PROBLEM DETAILS: The answer must consist of every line in the records that contains the word "wheel".

Records from a data source:
::::::
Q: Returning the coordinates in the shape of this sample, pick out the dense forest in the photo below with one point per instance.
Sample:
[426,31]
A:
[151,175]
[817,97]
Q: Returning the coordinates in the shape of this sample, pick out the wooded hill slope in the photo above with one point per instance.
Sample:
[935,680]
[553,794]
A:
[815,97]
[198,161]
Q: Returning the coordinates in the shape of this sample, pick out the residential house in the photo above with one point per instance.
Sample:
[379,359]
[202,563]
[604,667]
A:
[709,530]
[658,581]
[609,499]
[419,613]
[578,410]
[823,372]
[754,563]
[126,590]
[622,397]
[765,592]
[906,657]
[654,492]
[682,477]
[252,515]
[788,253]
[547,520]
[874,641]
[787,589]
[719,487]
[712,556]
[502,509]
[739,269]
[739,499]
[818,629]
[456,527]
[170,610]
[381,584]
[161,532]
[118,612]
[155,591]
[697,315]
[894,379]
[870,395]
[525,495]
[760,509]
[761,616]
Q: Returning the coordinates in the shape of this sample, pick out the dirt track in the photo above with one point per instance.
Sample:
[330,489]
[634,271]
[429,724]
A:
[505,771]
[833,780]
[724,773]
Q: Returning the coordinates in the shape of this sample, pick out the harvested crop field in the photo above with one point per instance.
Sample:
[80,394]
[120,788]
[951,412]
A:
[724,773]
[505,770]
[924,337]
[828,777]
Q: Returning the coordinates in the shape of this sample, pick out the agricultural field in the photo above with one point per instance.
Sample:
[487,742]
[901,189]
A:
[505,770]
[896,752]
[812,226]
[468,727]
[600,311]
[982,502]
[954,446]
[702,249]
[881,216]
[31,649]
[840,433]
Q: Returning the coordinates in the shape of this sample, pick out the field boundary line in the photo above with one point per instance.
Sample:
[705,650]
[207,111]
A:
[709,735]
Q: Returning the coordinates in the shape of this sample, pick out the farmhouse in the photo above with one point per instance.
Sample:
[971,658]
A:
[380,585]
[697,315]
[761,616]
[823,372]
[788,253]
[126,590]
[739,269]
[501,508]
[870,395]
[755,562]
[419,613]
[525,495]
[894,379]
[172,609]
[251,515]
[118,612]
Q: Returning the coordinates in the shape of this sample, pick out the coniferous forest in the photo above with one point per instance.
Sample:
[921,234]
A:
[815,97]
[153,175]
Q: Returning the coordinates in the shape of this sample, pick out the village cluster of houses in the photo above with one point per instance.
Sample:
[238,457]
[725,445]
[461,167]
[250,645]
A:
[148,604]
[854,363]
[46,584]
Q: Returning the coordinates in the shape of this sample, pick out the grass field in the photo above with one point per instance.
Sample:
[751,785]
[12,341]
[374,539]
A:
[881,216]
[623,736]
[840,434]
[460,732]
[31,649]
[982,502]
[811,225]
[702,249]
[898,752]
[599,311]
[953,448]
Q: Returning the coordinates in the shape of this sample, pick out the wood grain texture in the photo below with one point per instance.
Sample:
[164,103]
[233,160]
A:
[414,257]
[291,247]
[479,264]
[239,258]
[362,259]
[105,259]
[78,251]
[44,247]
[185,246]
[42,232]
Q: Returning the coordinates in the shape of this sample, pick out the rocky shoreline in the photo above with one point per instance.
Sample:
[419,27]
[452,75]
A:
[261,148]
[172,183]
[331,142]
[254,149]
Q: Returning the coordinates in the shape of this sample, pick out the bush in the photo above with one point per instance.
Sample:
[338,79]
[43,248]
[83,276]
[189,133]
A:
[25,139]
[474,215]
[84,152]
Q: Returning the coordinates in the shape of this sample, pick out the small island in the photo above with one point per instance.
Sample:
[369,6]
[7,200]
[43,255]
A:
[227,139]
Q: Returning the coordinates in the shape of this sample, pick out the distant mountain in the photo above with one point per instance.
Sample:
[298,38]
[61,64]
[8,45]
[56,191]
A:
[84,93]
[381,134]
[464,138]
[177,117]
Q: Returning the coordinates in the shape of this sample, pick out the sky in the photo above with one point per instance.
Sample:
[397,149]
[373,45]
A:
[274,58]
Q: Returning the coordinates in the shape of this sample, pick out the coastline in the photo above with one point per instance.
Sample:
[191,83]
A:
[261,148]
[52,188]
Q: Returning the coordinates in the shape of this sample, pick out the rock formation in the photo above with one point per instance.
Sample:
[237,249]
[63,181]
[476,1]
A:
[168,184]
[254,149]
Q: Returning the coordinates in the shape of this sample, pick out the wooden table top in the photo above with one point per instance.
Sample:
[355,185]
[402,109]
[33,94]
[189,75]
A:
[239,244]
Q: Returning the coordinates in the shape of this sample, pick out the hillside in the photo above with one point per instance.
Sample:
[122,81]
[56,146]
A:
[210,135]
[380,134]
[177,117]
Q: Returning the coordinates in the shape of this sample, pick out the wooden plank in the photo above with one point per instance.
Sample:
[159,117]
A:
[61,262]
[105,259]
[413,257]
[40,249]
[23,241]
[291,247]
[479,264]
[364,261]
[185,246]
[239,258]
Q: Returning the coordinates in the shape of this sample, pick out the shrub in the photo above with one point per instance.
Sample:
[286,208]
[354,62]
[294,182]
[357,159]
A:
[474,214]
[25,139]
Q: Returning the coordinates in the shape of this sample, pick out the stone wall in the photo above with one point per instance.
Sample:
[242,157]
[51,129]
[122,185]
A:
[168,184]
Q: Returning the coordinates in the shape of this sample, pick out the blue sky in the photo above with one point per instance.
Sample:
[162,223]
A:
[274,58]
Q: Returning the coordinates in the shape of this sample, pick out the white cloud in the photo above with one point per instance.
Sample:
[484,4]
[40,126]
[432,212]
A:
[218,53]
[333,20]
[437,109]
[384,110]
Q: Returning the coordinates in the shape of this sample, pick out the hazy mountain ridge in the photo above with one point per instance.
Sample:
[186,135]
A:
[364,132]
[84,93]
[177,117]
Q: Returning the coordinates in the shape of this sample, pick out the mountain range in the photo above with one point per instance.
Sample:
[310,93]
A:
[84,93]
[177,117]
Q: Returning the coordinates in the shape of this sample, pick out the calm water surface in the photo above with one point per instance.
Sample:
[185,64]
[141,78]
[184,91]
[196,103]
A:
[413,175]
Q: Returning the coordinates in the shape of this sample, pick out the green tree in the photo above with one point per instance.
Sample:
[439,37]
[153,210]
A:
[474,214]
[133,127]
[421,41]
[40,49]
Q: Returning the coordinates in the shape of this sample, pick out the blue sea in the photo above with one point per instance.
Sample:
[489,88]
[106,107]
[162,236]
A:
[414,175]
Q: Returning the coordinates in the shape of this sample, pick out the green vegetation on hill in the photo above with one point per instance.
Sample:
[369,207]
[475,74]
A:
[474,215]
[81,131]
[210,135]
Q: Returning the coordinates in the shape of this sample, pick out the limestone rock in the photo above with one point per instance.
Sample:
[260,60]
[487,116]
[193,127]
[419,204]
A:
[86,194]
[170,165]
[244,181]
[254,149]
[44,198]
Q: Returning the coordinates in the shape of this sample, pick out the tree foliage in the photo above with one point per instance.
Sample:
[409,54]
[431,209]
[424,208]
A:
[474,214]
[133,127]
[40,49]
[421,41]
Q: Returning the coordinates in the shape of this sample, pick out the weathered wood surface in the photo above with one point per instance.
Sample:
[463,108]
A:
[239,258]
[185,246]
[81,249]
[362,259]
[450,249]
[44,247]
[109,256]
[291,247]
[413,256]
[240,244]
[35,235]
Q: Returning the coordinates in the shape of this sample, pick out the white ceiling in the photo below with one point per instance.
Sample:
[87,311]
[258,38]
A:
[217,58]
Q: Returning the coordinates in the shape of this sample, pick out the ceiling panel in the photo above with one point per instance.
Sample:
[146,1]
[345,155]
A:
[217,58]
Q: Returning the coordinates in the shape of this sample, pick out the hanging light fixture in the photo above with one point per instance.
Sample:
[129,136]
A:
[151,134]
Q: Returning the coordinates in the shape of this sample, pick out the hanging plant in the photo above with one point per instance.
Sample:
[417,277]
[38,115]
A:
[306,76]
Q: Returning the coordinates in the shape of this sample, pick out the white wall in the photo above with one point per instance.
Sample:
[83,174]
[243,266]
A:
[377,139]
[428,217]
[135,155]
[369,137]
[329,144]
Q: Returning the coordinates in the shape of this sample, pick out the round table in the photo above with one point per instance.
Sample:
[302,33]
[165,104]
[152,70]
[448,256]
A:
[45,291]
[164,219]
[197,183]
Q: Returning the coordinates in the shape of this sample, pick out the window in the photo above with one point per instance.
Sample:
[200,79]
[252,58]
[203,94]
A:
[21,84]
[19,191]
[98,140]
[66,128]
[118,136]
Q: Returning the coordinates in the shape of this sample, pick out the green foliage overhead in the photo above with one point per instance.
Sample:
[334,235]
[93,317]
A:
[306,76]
::::::
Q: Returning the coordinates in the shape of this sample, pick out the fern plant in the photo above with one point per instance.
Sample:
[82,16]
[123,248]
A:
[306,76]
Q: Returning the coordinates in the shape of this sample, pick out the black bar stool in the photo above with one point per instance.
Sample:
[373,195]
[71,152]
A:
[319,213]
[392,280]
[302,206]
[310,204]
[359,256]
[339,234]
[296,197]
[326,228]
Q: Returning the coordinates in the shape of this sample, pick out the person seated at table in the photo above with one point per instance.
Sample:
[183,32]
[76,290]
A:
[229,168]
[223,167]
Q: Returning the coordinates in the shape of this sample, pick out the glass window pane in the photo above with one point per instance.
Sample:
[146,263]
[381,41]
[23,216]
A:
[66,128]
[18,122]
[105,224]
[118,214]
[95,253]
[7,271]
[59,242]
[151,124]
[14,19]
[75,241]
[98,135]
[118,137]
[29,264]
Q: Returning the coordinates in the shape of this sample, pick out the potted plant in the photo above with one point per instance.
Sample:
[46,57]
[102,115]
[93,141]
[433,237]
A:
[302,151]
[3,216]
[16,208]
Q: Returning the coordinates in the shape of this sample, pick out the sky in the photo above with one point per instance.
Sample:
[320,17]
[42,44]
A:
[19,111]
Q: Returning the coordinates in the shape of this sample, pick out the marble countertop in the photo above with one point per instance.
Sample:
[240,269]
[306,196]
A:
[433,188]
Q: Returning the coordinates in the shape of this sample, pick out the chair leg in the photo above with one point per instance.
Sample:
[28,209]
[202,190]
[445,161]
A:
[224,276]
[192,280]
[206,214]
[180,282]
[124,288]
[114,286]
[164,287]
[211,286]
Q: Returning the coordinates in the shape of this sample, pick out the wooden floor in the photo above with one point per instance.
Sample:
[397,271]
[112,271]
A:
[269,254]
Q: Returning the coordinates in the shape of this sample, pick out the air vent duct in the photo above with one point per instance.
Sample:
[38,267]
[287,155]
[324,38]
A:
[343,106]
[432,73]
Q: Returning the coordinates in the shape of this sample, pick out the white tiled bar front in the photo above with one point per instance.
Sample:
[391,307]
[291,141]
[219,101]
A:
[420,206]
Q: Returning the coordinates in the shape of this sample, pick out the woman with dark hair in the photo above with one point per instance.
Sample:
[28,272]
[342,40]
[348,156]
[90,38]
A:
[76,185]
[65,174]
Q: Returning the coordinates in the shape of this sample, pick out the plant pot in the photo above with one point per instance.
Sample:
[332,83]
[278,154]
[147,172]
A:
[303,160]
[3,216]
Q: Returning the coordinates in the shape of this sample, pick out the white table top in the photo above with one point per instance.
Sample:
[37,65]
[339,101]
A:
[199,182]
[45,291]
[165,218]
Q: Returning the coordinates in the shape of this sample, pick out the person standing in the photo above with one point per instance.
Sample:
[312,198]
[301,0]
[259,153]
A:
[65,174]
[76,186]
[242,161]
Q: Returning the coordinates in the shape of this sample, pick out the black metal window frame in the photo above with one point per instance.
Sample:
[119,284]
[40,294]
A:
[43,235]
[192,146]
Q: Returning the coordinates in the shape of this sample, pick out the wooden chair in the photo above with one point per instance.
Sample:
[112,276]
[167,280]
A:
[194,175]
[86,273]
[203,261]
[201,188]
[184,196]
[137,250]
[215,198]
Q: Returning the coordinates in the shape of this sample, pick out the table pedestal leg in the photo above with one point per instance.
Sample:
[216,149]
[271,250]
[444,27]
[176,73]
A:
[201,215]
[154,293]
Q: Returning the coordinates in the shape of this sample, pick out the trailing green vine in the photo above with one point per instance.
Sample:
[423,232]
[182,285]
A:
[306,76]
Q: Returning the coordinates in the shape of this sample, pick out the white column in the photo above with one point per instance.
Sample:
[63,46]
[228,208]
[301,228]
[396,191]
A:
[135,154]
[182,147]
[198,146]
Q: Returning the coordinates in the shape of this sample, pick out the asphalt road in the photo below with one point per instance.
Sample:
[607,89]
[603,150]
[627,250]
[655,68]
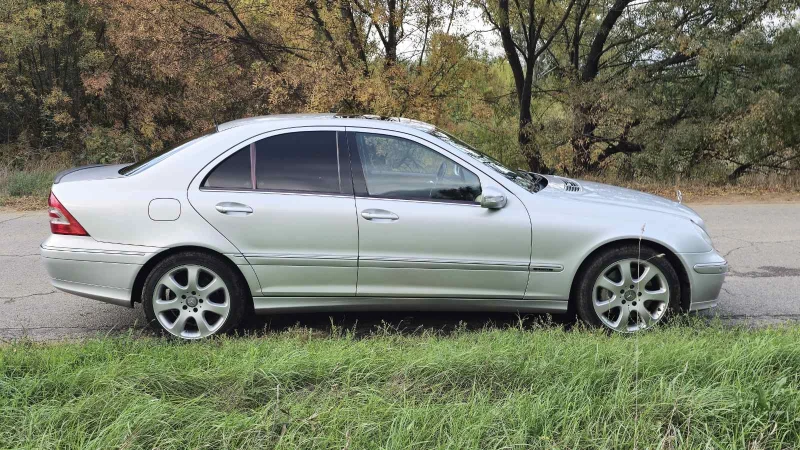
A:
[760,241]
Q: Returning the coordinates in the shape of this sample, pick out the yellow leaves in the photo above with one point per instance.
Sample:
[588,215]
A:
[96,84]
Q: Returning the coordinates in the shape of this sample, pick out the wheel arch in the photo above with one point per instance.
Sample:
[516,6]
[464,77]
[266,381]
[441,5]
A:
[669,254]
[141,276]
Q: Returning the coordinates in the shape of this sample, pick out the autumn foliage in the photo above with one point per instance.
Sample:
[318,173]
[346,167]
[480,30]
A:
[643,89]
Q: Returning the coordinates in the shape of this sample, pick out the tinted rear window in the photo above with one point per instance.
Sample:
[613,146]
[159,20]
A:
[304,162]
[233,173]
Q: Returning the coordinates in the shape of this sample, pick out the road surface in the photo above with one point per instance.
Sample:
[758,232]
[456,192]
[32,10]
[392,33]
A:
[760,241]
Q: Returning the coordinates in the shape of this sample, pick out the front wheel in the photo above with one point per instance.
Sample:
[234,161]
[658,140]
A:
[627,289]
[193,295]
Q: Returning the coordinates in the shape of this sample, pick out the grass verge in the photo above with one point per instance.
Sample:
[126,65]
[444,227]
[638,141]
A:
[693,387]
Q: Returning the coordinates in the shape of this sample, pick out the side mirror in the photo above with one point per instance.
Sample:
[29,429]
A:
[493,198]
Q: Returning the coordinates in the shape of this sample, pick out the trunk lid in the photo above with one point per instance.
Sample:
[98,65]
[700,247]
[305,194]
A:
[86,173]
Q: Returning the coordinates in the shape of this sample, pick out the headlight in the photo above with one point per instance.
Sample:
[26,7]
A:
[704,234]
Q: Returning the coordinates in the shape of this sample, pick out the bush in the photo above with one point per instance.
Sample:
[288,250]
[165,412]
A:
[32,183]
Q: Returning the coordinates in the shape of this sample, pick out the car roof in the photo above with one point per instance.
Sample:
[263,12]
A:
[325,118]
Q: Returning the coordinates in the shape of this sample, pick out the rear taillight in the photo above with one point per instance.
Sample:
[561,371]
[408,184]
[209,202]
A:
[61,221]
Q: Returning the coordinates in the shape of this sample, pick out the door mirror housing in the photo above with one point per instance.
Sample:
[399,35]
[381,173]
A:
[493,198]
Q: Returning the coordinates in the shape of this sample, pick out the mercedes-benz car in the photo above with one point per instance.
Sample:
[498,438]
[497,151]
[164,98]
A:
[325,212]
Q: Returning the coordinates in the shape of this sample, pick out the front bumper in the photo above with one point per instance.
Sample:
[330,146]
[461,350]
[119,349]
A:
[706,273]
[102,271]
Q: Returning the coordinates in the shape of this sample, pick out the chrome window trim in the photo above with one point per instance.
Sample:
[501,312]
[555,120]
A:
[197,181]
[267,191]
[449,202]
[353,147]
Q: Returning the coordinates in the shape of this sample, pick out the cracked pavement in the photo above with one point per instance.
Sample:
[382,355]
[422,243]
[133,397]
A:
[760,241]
::::::
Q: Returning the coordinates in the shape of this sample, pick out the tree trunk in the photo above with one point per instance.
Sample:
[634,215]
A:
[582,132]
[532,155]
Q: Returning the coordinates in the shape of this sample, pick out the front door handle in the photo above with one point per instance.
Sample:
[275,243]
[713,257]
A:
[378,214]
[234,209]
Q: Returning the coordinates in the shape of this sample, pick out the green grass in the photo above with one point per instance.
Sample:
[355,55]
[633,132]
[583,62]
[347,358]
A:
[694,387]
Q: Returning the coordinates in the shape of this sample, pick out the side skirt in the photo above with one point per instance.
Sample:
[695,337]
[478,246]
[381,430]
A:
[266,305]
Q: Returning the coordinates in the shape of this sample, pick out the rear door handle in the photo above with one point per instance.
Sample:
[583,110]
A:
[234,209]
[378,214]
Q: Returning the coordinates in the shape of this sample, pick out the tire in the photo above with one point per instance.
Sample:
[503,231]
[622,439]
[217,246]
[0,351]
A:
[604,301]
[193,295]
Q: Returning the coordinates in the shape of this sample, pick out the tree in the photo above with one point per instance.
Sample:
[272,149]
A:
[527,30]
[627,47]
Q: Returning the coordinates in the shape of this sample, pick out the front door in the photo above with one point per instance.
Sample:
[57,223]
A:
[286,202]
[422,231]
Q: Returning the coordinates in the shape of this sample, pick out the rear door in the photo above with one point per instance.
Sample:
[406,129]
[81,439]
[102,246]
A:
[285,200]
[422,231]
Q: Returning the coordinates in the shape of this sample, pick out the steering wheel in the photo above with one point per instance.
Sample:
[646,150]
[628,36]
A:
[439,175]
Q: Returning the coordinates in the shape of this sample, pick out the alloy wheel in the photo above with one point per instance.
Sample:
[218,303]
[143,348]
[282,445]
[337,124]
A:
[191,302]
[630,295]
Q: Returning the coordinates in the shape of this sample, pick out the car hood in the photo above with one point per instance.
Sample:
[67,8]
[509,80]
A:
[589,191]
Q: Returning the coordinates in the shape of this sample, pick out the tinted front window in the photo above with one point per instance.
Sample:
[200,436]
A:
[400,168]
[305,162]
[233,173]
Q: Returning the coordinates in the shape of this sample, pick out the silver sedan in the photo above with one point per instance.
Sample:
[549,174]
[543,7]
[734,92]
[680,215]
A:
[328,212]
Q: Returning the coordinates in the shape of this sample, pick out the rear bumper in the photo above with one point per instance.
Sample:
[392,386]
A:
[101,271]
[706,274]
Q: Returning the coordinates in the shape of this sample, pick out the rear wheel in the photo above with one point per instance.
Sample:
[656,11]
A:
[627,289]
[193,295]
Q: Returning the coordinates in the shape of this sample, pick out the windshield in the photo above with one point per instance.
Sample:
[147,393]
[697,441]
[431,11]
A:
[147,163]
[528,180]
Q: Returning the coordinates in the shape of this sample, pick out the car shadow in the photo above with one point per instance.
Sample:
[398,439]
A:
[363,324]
::::::
RESULT OF THIS EXERCISE:
Q: Returning the coordinates in the shape of this sample, pick out the wheel arch in the photo above with one point per instance.
Q: Returning the coordinates in the shape of this sample, pick out the front wheel in the photo above with one point per instance.
Q: Returning the coordinates in the shape of this sample, pick out the steering wheel in the photo above with one point per instance.
Q: Returning the coordinates in the shape of this sample, pick out the alloy wheel in the photo above with one point per instance.
Q: Returning the coordinates in the shape of this sample, pick out the rear wheel in the photo above with one point per instance.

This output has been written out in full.